#### STATED EXERCISE 1:
According to the passage on resin powder surface area, what iron loss W does sample number 03 reach?

#### SOURCE DOCUMENT:
* * *

According to the samples having sample numbers 01 to 07 shown in Tables 1 and 2, the specific surface area is proportional to the specific electric resistivity value ρ, and the specific electric resistivity value ρ increases with the increase of the specific surface area of the resin powder. In the sample number 01 in which the specific surface area is 0.3 m2/cm3, the eddy current loss We and the iron loss W are large. When the specific surface area of the resin powder is increased, the eddy current loss We and the iron loss W are decreased. In the sample number 03 in which the specific surface area is 1.0 m2/cm3, the iron loss W is decreased to 4130 kW/m3, which is approximately half of the iron loss W of the sample having sample number 01. When the specific surface area is at 1.5 m2/cm3 or more, the eddy current loss We exhibits an approximately constant value, whereby the iron loss W also exhibits an approximately constant value. The iron loss W is suddenly increased when the specific electric resistivity value ρ is less than a certain value, which is the same as the findings disclosed in Japanese Patent Application of Laid-Open No. 11-251131. Therefore, according to the relationship of the specific surface area and the iron loss W (eddy current loss We), it is effective to set the specific surface area at 1.0 m2/cm3 or more (first aspect of the invention) in order to decrease the iron loss W to half of the conventional value. Moreover, it is preferable to set the specific surface area at 1.5 m2/cm3 or more (second aspect of the invention) so that the iron loss W (eddy current loss We) will be low and exhibit a certain value.

On the other hand, the magnetic flux density B10000 A/m is slightly decreased by the increase of the specific surface area, but it exhibits an approximately constant value when the specific surface area of the resin powder is 1.5 m2/cm3 or more. The reason for the former is that the powder density is increased due to the irregular shape of the resin powder, compared to a case in which the resin powder has a spherical shape, whereby the distance between the soft magnetic powder particles is increased. The increase of the distance between the soft magnetic powder particles may cause the above-described increase of the specific resistivity ρ, that is, the decrease of the iron loss (eddy current loss We), and the decrease of the magnetic flux density B10000 A/m. On the other hand, even when the resin powder has a very irregular shape, the resin powder may be compressed at a corner by the compacting pressure, and the distance between the soft magnetic powder particles cannot be extended over the certain distance. Therefore, the magnetic flux density exhibits an approximately constant value when the specific surface area of the resin powder is 1.5 m2/cm3 or more. The decrease in the magnetic flux density due to the irregular shape of the resin powder is very small, and the influence of the additive amount of the resin powder to the magnetic flux density is larger than that of the irregular shape of the resin powder. Therefore, by defining the specific surface area to be 1.5 m2/cm3 or more as described above, a soft magnetic powdered core in which the iron loss W and the magnetic flux density B10000 A/m are stable can be obtained.

* * *

#### RECORDS FOR THE TASK:
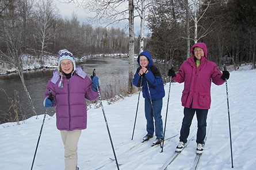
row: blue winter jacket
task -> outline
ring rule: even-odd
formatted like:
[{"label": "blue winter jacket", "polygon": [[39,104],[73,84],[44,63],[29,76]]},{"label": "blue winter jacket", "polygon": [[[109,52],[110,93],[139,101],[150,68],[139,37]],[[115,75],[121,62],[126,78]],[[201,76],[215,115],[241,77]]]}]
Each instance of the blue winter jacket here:
[{"label": "blue winter jacket", "polygon": [[[149,60],[149,64],[147,67],[148,72],[142,76],[140,76],[138,74],[142,69],[142,66],[140,64],[140,56],[144,56]],[[152,100],[157,100],[165,97],[165,89],[161,74],[156,67],[153,65],[153,60],[150,53],[148,51],[144,51],[140,53],[137,58],[137,62],[140,66],[137,69],[134,75],[132,84],[137,87],[140,87],[142,82],[142,93],[144,98],[150,99],[147,82],[148,84]],[[142,78],[142,82],[141,82]]]}]

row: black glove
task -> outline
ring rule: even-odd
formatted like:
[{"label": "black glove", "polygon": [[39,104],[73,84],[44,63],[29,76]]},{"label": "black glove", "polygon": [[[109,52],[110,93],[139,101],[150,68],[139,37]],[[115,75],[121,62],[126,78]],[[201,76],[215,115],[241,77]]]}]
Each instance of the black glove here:
[{"label": "black glove", "polygon": [[230,78],[230,72],[228,72],[228,71],[223,71],[221,78],[224,81],[228,80],[228,78]]},{"label": "black glove", "polygon": [[176,77],[176,74],[175,73],[175,72],[173,69],[173,68],[170,69],[169,70],[169,71],[168,72],[168,76],[170,76],[170,77]]}]

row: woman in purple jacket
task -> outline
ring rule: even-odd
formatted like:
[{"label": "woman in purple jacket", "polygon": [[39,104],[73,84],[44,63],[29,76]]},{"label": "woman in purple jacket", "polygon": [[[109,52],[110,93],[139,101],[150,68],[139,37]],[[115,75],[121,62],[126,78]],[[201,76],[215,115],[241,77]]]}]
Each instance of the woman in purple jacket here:
[{"label": "woman in purple jacket", "polygon": [[[95,100],[98,94],[98,78],[92,80],[75,66],[71,53],[63,49],[59,52],[59,65],[48,81],[43,102],[45,108],[56,106],[57,128],[60,131],[65,152],[65,170],[78,170],[77,145],[82,129],[87,125],[85,98]],[[49,98],[48,91],[54,100]]]},{"label": "woman in purple jacket", "polygon": [[190,50],[191,57],[182,64],[179,72],[169,70],[168,76],[173,80],[184,82],[181,102],[184,117],[180,132],[179,143],[176,152],[181,152],[187,143],[190,127],[195,112],[197,118],[196,152],[204,152],[207,118],[211,106],[211,85],[223,84],[230,77],[228,71],[220,72],[217,65],[207,60],[207,48],[204,43],[197,43]]}]

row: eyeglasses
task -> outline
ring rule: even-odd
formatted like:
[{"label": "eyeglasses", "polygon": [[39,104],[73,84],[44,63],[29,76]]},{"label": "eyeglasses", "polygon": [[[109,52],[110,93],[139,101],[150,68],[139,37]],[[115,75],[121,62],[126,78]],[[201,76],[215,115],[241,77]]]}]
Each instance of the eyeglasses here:
[{"label": "eyeglasses", "polygon": [[194,53],[198,53],[198,52],[199,52],[199,53],[201,53],[201,52],[204,52],[203,50],[194,50]]},{"label": "eyeglasses", "polygon": [[72,62],[68,62],[68,63],[66,64],[66,63],[62,63],[60,64],[62,66],[64,66],[66,65],[71,65],[72,64]]},{"label": "eyeglasses", "polygon": [[140,60],[140,62],[145,62],[145,61],[148,61],[148,60],[147,60],[147,59]]}]

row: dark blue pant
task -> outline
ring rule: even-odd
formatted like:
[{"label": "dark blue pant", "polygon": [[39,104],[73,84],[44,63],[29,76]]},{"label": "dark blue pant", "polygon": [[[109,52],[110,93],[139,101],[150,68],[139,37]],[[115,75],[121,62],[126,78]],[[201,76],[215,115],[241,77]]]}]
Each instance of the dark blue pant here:
[{"label": "dark blue pant", "polygon": [[204,138],[206,135],[207,118],[208,109],[192,109],[184,107],[184,117],[181,129],[179,141],[187,143],[189,135],[191,123],[194,113],[196,112],[197,118],[197,143],[204,144]]},{"label": "dark blue pant", "polygon": [[[152,100],[153,108],[155,116],[155,135],[158,138],[163,137],[163,121],[162,120],[162,108],[163,106],[163,98]],[[147,134],[154,136],[154,114],[152,110],[151,102],[150,100],[145,99],[145,117],[147,120]],[[157,128],[156,128],[157,125]]]}]

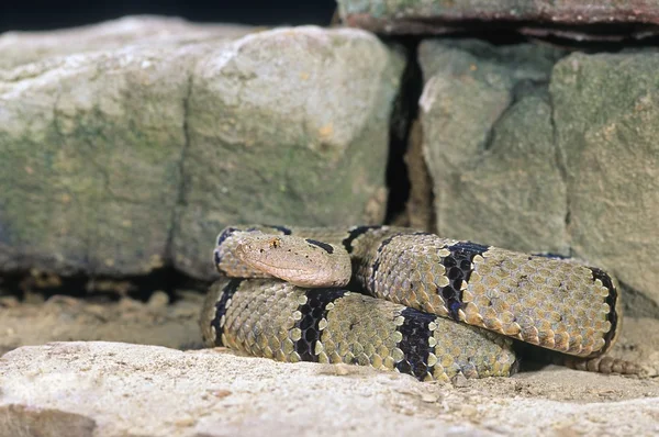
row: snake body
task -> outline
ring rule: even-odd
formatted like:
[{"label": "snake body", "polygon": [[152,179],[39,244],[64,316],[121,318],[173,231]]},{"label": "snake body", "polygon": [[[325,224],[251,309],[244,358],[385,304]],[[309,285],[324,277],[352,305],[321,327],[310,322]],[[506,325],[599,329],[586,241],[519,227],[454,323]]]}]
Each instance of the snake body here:
[{"label": "snake body", "polygon": [[[236,255],[254,234],[306,238],[311,254],[345,249],[359,293],[297,287],[254,269]],[[602,359],[619,330],[614,282],[562,259],[401,227],[244,226],[220,234],[214,262],[225,278],[211,287],[201,316],[209,346],[446,380],[510,376],[523,341],[571,356],[577,367],[632,370]]]}]

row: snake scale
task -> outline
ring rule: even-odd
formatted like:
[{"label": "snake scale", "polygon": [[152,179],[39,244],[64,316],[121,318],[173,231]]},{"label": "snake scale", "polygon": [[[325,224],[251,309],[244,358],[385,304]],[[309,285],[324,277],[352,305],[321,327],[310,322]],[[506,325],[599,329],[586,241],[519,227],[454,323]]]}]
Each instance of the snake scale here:
[{"label": "snake scale", "polygon": [[[245,243],[264,234],[265,246]],[[289,236],[299,237],[293,246]],[[346,251],[350,283],[310,288],[314,278],[275,279],[246,262],[246,250],[265,256],[259,262],[278,278],[313,277],[311,259]],[[291,253],[295,264],[277,270],[272,260]],[[614,282],[568,260],[403,227],[231,226],[217,237],[214,264],[223,277],[201,315],[209,346],[280,361],[371,366],[420,380],[511,376],[528,349],[583,370],[637,372],[603,356],[619,332]]]}]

* * *

#### STATED EXERCISE 2:
Reproduce word for word the part of the records that opens at their start and closes with the line containing "Each instance of the blue", and leave the pictures out of your answer.

#### TASK SOLUTION 1:
4130 kW/m3, approximately half of the iron loss W of sample number 01.

#### TASK SOLUTION 2:
row: blue winter jacket
task -> outline
ring rule: even-odd
formatted like:
[{"label": "blue winter jacket", "polygon": [[39,104],[73,84],[44,63],[29,76]]},{"label": "blue winter jacket", "polygon": [[[109,52],[110,93],[139,101],[150,68],[139,37]],[[115,75],[121,62],[126,78]],[[201,76],[215,115],[241,77]]]}]
Each instance of the blue winter jacket here:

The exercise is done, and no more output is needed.